Another Courier sportswriter, Wendell Smith, led a campaign to integrate the big leagues, and was the first person to call the attention of Brooklyn Dodgers owner Branch Rickey to a young Negro League shortstop named Jackie Robinson. While covering Robinson’s first seasons in the white minor and major leagues, Smith served as Jackie’s roommate, chauffeur, counselor, and mouthpiece, helping to soothe the historic rookie’s private temper and fashion the public image of dignity that was as crucial to his success as power at the plate and speed around the bases.

# # #

**Instruction:** Pick up the passage on Wendell Smith and Jackie Robinson after its last sentence and carry it forward.

# # #

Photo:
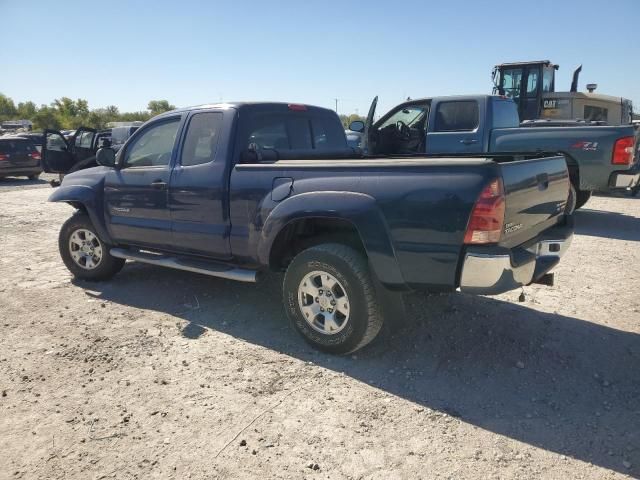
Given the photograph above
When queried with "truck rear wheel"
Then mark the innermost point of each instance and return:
(330, 298)
(85, 255)
(582, 197)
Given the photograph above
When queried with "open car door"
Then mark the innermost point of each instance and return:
(84, 143)
(57, 156)
(367, 127)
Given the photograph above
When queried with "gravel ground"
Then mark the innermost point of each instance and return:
(164, 374)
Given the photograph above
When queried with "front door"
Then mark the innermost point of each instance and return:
(198, 192)
(136, 192)
(57, 156)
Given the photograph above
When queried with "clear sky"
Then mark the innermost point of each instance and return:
(126, 53)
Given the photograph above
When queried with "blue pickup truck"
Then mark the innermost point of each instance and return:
(599, 157)
(233, 190)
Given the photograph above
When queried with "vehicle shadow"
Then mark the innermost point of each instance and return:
(556, 382)
(598, 223)
(20, 182)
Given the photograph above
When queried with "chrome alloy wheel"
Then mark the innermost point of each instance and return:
(85, 249)
(324, 302)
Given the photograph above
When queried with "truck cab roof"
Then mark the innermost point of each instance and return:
(271, 106)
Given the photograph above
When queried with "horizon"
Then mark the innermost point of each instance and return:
(169, 53)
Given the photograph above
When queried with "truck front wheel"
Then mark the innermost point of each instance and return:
(85, 255)
(330, 298)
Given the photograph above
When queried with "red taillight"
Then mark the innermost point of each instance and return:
(487, 216)
(623, 151)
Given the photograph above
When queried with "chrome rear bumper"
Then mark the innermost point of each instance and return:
(489, 270)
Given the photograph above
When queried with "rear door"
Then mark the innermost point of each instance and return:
(83, 143)
(455, 127)
(199, 188)
(57, 156)
(136, 192)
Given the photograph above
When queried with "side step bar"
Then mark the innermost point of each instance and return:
(190, 265)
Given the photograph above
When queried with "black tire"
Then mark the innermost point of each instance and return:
(104, 269)
(582, 197)
(571, 200)
(351, 270)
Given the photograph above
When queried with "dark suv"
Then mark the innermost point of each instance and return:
(19, 157)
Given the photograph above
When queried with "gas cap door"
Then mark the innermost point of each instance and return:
(281, 188)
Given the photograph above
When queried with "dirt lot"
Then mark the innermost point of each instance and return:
(163, 374)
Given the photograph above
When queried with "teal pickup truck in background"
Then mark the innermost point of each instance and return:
(599, 157)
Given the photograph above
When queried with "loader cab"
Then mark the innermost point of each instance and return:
(525, 83)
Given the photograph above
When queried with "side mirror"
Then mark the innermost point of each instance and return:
(106, 157)
(357, 126)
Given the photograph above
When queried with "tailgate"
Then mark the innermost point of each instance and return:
(536, 193)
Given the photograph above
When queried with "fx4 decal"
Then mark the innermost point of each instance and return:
(587, 146)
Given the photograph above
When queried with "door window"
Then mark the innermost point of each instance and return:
(532, 83)
(55, 142)
(547, 79)
(84, 139)
(410, 116)
(154, 146)
(202, 138)
(457, 116)
(511, 81)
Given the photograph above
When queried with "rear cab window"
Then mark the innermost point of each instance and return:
(505, 113)
(457, 116)
(302, 131)
(201, 140)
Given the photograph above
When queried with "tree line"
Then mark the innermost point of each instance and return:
(65, 113)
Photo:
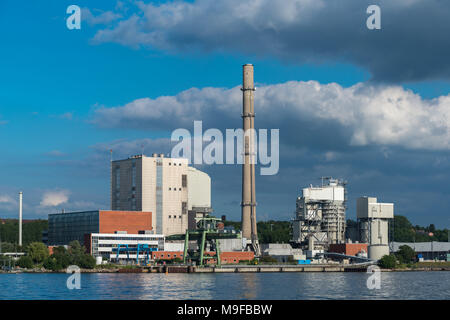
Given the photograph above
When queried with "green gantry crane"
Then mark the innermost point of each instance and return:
(206, 231)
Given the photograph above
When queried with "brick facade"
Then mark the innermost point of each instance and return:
(130, 221)
(350, 249)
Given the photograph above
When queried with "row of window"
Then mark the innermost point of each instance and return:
(170, 163)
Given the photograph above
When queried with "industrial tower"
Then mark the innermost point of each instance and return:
(248, 168)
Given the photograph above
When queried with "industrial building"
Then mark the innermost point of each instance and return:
(134, 246)
(320, 216)
(66, 227)
(168, 187)
(427, 250)
(373, 222)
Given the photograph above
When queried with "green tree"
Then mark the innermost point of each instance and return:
(87, 261)
(405, 254)
(387, 261)
(25, 262)
(37, 251)
(50, 263)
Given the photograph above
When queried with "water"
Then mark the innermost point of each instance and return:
(394, 285)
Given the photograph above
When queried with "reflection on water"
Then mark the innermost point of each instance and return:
(395, 285)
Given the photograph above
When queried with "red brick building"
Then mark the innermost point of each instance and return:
(230, 257)
(350, 249)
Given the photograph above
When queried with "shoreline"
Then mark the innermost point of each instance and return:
(231, 269)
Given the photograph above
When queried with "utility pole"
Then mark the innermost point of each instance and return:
(20, 218)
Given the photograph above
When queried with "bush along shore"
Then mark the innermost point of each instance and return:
(405, 260)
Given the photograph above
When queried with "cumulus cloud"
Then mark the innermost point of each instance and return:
(103, 17)
(54, 198)
(305, 113)
(411, 45)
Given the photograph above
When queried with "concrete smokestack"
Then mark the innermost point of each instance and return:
(248, 168)
(20, 218)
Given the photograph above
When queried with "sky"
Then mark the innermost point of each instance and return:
(368, 106)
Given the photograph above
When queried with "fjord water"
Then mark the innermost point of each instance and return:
(289, 286)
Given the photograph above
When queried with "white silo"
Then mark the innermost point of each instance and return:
(373, 218)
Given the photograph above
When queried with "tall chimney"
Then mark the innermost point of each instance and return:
(248, 168)
(20, 218)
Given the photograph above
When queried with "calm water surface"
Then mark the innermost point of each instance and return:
(394, 285)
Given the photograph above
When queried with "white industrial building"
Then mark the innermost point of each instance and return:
(320, 216)
(167, 187)
(373, 219)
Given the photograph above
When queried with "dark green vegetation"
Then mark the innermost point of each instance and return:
(404, 257)
(37, 256)
(75, 255)
(404, 231)
(269, 231)
(405, 254)
(32, 231)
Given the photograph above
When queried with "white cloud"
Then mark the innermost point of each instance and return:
(54, 198)
(360, 115)
(104, 17)
(298, 31)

# # #

**Expected output:**
  In the realm of the arts, Pittsburgh produced three of the most electrifying and influential jazz pianists of the era: Earl “Fatha” Hines, Mary Lou Williams, and the dazzling Erroll Garner. It was in Pittsburgh that Billy Strayhorn grew up and met Duke Ellington, beginning a partnership that would yield the finest orchestral jazz of all time. Another Pittsburgh native, Billy Eckstine, became the most popular black singer of the 1940s and early 1950s, and played a less remembered but equally groundbreaking role in uniting Charlie Parker, Dizzy Gillespie, and Sarah Vaughan on the swing era bandstands that helped give rise to bebop. Then, in the mid-1940s, in Pittsburgh’s Hill District, a black maid born in North Carolina who had taken up with a white German baker gave birth to a boy who grew up to become America’s greatest black playwright.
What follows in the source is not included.